Work request:
Consider the listing below. Extract exactly the lines from the line containing "Target: pink tablecloth" to the line containing "Objective — one point per instance of the woman with", both included.

Material for the task:
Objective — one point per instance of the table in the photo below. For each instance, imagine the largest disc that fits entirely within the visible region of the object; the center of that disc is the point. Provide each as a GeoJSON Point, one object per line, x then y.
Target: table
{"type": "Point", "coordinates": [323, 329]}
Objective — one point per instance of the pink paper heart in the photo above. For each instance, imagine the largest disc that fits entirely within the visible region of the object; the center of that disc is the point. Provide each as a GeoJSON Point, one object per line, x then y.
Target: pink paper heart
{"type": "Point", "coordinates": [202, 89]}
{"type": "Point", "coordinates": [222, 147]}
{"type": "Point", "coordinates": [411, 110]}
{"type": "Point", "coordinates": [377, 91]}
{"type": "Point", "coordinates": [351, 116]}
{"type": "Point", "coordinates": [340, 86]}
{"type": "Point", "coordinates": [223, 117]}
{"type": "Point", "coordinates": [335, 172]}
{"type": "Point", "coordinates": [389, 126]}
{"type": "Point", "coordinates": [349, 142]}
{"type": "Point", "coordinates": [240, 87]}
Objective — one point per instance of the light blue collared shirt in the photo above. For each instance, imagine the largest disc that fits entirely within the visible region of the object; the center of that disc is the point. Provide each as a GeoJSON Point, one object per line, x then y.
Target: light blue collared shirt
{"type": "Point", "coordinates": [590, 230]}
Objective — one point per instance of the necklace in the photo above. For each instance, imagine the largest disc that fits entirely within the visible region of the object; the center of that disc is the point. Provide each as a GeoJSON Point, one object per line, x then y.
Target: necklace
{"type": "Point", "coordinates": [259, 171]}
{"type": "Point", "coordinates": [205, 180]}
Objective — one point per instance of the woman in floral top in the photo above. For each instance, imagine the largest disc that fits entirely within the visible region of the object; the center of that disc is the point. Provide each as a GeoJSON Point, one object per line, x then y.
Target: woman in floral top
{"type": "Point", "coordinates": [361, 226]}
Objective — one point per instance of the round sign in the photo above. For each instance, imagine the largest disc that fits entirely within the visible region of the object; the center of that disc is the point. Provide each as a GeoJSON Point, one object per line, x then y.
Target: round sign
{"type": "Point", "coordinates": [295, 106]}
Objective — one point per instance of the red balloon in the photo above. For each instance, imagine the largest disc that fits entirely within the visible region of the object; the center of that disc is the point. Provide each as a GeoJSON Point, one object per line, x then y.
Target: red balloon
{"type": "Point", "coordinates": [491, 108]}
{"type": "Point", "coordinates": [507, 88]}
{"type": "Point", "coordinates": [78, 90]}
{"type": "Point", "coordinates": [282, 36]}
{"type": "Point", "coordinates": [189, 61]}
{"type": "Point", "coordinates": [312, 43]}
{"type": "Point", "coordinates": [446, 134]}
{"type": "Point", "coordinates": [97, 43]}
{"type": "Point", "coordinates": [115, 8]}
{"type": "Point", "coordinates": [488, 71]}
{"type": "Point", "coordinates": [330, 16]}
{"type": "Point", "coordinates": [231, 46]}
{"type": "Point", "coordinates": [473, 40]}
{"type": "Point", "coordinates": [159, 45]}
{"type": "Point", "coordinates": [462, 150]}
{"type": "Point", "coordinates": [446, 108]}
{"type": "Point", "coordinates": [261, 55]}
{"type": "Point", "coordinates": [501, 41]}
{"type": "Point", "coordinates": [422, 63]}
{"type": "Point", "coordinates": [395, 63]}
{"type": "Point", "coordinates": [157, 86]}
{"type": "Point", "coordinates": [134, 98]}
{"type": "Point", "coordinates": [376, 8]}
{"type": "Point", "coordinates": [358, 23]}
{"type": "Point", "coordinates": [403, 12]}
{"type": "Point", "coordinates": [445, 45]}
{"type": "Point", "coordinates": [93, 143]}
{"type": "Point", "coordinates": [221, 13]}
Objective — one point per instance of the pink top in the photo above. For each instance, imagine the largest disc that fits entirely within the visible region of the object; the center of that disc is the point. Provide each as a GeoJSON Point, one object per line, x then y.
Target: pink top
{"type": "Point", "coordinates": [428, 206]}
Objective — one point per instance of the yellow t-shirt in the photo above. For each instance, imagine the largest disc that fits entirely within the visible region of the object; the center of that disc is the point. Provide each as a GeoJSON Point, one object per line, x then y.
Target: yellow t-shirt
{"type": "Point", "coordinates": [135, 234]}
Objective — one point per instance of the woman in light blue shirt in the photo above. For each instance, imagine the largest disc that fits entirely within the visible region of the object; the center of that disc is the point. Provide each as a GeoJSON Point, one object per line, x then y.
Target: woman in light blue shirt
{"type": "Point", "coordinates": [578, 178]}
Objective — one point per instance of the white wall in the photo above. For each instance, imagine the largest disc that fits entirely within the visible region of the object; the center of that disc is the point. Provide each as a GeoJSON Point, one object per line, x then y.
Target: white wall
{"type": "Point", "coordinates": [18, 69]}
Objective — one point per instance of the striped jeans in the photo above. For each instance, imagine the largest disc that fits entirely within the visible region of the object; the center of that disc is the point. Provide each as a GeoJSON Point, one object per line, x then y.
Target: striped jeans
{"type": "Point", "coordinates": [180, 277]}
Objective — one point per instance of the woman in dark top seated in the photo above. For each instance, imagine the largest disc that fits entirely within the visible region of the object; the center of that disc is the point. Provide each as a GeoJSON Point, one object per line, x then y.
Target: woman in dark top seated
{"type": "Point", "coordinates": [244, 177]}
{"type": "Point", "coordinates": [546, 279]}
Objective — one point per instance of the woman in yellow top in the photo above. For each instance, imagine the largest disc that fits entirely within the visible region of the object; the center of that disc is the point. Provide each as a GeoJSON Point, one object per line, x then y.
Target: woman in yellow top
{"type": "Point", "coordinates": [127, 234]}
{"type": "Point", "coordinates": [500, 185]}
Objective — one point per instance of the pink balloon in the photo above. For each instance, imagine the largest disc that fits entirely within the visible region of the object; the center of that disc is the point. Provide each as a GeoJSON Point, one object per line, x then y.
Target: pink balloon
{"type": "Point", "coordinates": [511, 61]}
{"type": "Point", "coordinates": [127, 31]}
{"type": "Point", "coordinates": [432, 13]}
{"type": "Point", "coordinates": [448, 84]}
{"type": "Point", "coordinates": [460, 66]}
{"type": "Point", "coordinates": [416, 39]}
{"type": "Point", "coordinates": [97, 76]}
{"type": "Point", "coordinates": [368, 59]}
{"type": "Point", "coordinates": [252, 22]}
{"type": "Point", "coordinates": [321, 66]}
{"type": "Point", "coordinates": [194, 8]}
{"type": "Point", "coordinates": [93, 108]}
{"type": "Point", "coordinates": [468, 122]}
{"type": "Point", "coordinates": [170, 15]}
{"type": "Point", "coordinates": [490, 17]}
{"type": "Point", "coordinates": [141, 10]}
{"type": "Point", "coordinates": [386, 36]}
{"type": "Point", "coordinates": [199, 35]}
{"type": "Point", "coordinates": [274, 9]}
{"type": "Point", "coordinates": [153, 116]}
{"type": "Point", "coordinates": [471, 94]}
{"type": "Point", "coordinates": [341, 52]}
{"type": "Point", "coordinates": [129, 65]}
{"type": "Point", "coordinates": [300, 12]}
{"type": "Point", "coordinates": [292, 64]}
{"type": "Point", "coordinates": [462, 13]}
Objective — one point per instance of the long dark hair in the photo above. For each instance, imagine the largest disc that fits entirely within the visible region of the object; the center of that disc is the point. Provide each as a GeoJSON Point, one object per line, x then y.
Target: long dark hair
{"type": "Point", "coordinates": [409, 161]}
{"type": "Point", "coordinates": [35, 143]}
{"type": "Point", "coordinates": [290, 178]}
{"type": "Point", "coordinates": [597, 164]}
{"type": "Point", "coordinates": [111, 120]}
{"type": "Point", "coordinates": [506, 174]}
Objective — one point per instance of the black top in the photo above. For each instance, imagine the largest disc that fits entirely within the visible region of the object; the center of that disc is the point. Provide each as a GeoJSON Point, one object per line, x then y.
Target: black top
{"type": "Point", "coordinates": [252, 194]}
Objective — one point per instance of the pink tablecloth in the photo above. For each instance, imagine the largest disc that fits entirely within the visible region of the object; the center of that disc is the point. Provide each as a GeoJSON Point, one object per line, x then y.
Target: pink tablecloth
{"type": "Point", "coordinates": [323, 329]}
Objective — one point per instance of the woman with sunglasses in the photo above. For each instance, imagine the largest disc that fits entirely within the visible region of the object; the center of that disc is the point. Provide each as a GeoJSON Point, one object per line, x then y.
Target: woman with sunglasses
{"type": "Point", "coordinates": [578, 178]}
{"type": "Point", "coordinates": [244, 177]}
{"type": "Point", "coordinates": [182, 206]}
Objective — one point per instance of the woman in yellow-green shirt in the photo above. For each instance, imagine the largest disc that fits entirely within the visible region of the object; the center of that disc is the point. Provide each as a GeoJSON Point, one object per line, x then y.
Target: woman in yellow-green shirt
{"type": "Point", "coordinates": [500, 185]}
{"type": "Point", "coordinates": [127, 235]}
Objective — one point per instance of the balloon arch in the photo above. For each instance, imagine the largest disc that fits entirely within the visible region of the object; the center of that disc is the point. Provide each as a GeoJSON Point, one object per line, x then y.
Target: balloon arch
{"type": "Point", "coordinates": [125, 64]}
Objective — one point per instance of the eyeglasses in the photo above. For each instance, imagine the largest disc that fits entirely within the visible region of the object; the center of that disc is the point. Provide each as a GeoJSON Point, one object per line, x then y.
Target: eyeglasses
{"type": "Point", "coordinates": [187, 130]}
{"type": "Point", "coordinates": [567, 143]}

Response below:
Target: pink tablecloth
{"type": "Point", "coordinates": [323, 329]}
Objective — one point per instance of the woman with sunglasses in the photo above. For each instance, imagine the largest disc that fits entirely within the visible region of the object; the center of that disc is the point. Provide each as a GeoJSON Point, one object per line, x then y.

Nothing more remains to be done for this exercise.